### EXERCISE REQUIREMENTS
Extract every line of the entries below verbatim, omitting the pictures.

### PROVIDED INFORMATION

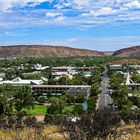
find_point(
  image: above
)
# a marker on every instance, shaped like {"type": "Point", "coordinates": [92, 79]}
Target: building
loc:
{"type": "Point", "coordinates": [45, 90]}
{"type": "Point", "coordinates": [116, 67]}
{"type": "Point", "coordinates": [40, 67]}
{"type": "Point", "coordinates": [130, 84]}
{"type": "Point", "coordinates": [19, 81]}
{"type": "Point", "coordinates": [59, 71]}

### RESULT OF THE TASK
find_point(
  image: above
)
# a marker on every instance, shaped like {"type": "Point", "coordinates": [92, 79]}
Target: building
loc:
{"type": "Point", "coordinates": [45, 90]}
{"type": "Point", "coordinates": [116, 67]}
{"type": "Point", "coordinates": [40, 67]}
{"type": "Point", "coordinates": [130, 84]}
{"type": "Point", "coordinates": [19, 81]}
{"type": "Point", "coordinates": [59, 71]}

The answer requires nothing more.